- WRITTEN INSTRUCTION: Copy word for word the stretch of the data below, from the line containing "of the baby." through the line containing "x=249 y=226", both included.
[BEGIN STORED DATA]
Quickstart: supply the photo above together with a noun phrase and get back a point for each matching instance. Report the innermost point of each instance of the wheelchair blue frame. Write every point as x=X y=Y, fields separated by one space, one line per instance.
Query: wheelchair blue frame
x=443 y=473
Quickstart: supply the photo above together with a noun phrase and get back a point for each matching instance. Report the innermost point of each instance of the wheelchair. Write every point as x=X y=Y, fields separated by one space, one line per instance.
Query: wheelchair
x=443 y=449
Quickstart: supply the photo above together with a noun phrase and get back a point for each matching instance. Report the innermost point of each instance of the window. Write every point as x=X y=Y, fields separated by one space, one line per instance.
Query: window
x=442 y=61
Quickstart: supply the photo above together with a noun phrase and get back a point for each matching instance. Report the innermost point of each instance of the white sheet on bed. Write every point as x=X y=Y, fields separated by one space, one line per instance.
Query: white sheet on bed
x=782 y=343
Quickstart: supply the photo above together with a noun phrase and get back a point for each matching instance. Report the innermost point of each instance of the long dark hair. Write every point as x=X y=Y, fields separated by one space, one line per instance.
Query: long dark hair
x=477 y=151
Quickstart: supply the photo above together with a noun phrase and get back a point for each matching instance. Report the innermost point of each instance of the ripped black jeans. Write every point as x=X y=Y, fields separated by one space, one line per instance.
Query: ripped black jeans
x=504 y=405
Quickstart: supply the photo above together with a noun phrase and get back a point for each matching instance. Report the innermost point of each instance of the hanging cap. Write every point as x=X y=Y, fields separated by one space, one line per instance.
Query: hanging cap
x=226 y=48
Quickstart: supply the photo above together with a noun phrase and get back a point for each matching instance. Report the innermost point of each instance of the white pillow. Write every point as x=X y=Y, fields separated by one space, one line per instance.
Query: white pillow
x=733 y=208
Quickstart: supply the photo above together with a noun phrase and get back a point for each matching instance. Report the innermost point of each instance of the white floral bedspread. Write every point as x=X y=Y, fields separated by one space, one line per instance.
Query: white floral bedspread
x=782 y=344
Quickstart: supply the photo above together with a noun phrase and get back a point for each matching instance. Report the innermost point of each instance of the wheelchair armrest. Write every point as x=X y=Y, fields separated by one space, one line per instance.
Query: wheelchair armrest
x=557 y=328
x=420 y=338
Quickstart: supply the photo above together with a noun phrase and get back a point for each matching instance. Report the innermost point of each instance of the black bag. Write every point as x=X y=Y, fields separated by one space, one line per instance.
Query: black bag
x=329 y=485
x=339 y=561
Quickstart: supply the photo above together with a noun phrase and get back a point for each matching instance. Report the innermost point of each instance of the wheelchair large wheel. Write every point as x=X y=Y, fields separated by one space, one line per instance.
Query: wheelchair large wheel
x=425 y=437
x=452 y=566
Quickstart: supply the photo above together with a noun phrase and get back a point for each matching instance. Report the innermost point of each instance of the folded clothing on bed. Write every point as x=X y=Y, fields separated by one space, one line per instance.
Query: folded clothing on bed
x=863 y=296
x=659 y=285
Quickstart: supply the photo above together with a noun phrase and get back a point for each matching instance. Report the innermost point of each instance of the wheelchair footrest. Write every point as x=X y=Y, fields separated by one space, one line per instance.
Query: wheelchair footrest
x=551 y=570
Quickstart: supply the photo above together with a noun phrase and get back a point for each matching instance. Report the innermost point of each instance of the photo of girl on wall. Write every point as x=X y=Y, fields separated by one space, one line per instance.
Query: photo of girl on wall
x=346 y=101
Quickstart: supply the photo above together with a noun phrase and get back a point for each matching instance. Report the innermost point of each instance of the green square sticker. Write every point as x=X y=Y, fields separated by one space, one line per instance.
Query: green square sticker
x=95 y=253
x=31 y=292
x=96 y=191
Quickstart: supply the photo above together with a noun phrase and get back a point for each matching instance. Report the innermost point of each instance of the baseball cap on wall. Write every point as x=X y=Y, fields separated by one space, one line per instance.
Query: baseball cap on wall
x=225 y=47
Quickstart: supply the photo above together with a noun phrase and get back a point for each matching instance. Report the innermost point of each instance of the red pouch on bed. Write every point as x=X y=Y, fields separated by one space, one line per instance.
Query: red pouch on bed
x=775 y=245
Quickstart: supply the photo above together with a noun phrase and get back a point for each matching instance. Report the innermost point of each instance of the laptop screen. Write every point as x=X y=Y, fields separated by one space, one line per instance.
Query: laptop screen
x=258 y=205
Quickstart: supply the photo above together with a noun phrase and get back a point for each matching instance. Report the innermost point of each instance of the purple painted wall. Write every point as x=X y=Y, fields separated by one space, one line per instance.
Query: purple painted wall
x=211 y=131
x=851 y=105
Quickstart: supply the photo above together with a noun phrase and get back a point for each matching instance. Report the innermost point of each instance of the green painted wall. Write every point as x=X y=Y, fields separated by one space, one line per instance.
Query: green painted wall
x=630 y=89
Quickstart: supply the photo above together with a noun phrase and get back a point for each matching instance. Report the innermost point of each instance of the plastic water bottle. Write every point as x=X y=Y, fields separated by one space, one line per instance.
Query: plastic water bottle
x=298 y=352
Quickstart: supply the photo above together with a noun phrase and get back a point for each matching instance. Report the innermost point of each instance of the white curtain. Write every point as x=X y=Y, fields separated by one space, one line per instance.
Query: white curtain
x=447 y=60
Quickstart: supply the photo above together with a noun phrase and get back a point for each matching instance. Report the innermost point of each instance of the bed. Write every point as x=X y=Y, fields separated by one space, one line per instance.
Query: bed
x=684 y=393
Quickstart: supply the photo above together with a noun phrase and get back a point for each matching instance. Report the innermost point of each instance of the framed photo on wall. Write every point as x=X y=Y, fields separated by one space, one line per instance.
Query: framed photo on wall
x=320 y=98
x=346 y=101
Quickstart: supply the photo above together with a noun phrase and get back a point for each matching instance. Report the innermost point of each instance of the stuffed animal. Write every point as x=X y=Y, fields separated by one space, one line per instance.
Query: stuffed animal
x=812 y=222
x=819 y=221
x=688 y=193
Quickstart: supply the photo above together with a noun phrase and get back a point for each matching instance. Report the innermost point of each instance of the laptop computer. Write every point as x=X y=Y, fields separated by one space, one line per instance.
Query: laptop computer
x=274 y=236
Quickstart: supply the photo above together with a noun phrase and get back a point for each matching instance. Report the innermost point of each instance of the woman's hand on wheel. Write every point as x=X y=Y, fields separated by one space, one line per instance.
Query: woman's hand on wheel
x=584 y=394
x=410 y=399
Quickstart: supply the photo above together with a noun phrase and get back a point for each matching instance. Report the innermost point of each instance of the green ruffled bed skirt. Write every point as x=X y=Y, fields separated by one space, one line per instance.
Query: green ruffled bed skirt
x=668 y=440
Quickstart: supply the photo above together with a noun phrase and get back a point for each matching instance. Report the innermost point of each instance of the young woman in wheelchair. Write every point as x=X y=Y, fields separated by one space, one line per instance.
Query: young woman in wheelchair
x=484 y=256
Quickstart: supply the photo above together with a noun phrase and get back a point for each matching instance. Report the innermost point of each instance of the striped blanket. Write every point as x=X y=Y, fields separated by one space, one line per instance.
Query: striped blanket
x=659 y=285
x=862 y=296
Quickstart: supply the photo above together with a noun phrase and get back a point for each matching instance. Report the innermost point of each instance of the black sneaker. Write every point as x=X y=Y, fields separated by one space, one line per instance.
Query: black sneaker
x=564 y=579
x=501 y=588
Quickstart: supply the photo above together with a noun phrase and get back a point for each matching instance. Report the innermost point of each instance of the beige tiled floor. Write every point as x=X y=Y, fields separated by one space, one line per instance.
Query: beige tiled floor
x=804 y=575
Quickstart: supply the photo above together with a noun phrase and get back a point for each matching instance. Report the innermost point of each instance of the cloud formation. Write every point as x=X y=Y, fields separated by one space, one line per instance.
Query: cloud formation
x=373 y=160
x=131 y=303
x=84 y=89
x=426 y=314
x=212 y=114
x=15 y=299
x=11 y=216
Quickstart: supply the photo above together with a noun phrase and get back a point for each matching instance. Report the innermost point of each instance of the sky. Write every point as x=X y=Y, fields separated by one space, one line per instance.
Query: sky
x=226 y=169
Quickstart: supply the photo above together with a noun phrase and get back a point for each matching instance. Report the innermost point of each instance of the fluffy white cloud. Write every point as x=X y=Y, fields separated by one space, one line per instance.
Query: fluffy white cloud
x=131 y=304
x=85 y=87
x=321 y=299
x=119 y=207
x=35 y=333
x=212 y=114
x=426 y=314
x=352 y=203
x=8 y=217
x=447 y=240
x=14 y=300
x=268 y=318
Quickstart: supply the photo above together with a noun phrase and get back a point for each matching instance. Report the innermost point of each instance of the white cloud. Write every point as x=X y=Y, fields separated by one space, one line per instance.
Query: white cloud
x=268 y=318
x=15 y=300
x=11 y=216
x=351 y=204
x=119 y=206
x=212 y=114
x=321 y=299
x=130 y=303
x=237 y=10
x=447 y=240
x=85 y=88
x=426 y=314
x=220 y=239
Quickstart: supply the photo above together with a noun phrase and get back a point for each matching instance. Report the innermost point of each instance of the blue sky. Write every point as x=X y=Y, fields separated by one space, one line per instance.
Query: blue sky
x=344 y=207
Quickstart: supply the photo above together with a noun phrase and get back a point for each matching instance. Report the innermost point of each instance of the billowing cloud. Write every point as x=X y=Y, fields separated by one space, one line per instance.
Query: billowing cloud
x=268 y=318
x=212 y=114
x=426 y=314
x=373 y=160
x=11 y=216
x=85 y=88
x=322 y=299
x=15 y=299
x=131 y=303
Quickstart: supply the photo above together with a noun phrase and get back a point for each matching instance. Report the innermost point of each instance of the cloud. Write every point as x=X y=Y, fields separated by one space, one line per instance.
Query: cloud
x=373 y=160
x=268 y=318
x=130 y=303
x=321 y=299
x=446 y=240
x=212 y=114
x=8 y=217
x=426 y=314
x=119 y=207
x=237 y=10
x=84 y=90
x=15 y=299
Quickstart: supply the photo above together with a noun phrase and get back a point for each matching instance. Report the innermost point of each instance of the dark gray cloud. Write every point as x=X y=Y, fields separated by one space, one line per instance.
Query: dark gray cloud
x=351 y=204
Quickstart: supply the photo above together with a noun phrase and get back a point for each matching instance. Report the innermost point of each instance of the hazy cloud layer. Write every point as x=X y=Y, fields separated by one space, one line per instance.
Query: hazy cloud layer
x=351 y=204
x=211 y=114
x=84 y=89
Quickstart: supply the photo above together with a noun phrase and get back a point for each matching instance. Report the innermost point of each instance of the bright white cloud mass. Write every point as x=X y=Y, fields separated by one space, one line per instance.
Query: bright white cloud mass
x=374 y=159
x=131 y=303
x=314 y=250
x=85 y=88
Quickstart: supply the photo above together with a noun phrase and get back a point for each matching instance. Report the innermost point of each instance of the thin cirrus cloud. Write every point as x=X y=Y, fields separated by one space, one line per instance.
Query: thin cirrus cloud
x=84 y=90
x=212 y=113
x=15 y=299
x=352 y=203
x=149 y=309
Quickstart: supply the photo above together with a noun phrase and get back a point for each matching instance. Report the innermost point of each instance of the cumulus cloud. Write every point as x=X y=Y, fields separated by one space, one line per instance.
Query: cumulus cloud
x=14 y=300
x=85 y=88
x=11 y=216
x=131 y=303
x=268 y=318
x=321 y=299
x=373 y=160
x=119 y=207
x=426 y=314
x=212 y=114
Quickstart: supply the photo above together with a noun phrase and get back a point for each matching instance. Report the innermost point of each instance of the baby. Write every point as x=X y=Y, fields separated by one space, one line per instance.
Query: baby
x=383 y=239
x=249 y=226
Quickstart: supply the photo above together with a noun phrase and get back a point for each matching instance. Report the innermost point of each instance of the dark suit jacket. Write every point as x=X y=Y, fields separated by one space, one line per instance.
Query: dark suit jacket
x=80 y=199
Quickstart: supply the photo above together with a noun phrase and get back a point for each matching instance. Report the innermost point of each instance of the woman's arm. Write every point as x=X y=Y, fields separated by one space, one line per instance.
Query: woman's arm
[END STORED DATA]
- OUTPUT FOR THIS TASK:
Quickstart: supply the photo above together with a noun phrase and get back a point for each matching instance. Report the innermost point of each instance of the baby. Write every point as x=X y=Y, fields separated by one space, one line per instance.
Query: baby
x=383 y=239
x=249 y=226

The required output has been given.